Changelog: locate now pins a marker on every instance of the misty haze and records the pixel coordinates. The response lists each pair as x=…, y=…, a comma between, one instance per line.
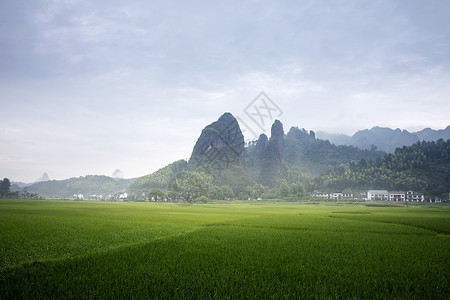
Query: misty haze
x=243, y=149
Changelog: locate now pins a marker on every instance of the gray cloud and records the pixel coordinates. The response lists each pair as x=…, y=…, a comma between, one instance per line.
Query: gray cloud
x=88, y=87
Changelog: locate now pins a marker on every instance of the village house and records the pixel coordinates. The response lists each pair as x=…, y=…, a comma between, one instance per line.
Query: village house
x=414, y=196
x=397, y=196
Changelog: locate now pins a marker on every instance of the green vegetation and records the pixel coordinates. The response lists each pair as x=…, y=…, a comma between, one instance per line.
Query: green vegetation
x=159, y=179
x=5, y=186
x=51, y=249
x=424, y=166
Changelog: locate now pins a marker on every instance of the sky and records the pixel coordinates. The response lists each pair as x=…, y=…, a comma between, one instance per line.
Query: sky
x=87, y=87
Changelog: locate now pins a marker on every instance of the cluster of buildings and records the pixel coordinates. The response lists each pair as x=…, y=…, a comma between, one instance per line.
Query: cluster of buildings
x=376, y=195
x=383, y=195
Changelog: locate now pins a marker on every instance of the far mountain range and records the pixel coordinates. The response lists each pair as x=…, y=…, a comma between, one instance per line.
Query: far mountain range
x=385, y=139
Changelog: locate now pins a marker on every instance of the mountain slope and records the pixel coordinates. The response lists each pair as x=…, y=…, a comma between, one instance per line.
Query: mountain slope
x=385, y=139
x=87, y=185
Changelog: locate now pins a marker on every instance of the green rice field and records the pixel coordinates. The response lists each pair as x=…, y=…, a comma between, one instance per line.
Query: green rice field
x=64, y=249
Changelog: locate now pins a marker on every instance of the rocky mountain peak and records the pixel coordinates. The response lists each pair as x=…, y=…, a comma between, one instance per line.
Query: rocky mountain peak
x=220, y=145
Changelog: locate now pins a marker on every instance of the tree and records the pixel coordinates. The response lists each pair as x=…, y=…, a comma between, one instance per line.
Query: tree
x=156, y=195
x=5, y=186
x=257, y=191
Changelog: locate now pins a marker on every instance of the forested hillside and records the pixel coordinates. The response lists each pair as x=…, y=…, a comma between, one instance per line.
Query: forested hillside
x=87, y=185
x=424, y=167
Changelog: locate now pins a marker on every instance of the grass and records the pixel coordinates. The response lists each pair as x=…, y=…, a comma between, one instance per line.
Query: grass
x=57, y=249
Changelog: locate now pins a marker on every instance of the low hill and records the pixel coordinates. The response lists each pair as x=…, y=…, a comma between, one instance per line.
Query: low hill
x=87, y=185
x=159, y=179
x=424, y=167
x=385, y=139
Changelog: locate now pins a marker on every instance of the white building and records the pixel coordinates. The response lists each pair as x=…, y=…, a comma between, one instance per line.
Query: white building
x=414, y=196
x=377, y=195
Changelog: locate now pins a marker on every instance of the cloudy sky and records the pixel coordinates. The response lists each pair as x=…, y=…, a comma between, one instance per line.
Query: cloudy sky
x=87, y=87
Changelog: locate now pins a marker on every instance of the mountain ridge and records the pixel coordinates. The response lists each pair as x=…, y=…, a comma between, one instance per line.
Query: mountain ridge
x=385, y=138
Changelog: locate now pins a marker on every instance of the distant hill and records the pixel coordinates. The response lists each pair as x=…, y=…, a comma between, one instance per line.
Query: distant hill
x=88, y=185
x=385, y=139
x=429, y=134
x=44, y=177
x=424, y=167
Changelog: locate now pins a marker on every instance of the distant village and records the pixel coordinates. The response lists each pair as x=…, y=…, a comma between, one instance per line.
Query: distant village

##############################

ASSIGNMENT:
Copy each entry exactly, with no pictures.

RESULT:
Changelog: locate now pins a marker on every instance of the misty haze and records the pixel coordinates. The response lists each pair as x=…, y=…, a comma between, one instance per line.
Query: misty haze
x=243, y=149
Changelog: locate now pins a marker on every instance of the gray cloud and records the pixel coordinates. The response lists each pair as x=…, y=…, a comma between, one instance per line.
Query: gray cloud
x=88, y=87
Changelog: locate now pins a marker on every instance of the village house and records the pixel coordinates. The response lists each pair as x=…, y=…, a comma between, one instance per line.
Query: village house
x=414, y=196
x=397, y=196
Changelog: locate now pins a marker on every instance of the green vegetation and records the pixel coordinates. The response lists each pair as x=…, y=…, a comma between, one instance per line.
Query: green vegetation
x=159, y=179
x=5, y=186
x=51, y=249
x=424, y=166
Changelog: locate now pins a marker on every instance of the sky and records the pixel coordinates. The response lists each pair as x=…, y=…, a comma between, one instance per line.
Query: sky
x=87, y=87
Changelog: locate now pins a marker on every instance of the cluster of buildings and records the pixel coordinates. The response lists each pair as x=…, y=…, a comma between, one instance per line.
Query: cluster of buildings
x=376, y=195
x=383, y=195
Changelog: locate now pins a marker on every instance of the far mountain range and records the pixel coordinates. The response lists each pair as x=…, y=…, a comma between, one instance per line.
Query: far mountain range
x=385, y=139
Changelog: locate now pins a marker on every instance of the mountain slope and records the pixel coordinates. The response lists each pair as x=…, y=…, a comma between, one instance per line.
Query: mountain slope
x=385, y=139
x=87, y=185
Changelog: locate now pins a marker on every instance of the green rice field and records the pixel coordinates. The response lists each pair as x=…, y=…, a comma between, one instance per line.
Query: green rice field
x=64, y=249
Changelog: locate now pins a marker on every instance of the rocky mountain peak and records the pixel coordinates. The response lists each pair as x=…, y=…, a comma between, one instance per line.
Query: rocky mountain peak
x=220, y=145
Changelog: locate now pins a marker on every instance of the tree and records the pixel coordinates. The response lists each pair as x=…, y=…, a comma between, one instance per line.
Query: tree
x=156, y=195
x=5, y=186
x=257, y=191
Changelog: locate now pins a marker on every instance of the forested hillside and records the pixel coordinates. The response lists each pair as x=…, y=…, a comma between, one instance per line.
Query: forested hillside
x=87, y=185
x=424, y=167
Changelog: locate now pins a marker on every instance of the grass and records the pixel coordinates. The response lists each pair as x=…, y=…, a comma between, one instance per line.
Query: grass
x=57, y=249
Changelog: locate now pins a marker on every instance of the low hill and records the pixel coordinates. The response lists each pair as x=…, y=…, a comma between, one instance per line.
Query: low hill
x=87, y=185
x=159, y=179
x=424, y=167
x=385, y=139
Changelog: locate now pins a marker on every instance of the white building and records the pixel coordinates. The response lists each pair as x=…, y=…, a comma between, one instance per line.
Query: white building
x=414, y=196
x=377, y=195
Changelog: locate now pins a marker on every instance of the cloudy sky and records the pixel coordinates. The response lists each pair as x=…, y=…, a comma between, one instance per line.
Query: cloudy sky
x=87, y=87
Changelog: locate now pins a marker on every instance of the mountain ridge and records the pixel coordinates. The response lists each pair as x=…, y=…, a comma between, one instance per line.
Query: mountain ridge
x=385, y=138
Changelog: locate now pins a marker on every instance of the distant hill and records the pixel coordinates. The response lists each pair as x=…, y=…, a comma between, one instance per line.
Query: distant hill
x=88, y=185
x=385, y=139
x=429, y=134
x=44, y=177
x=424, y=167
Changelog: locate now pins a marker on every instance of the distant village and records the pixel coordinates. The response lists each pair as x=…, y=…, a comma between, one instance per line.
Query: distant village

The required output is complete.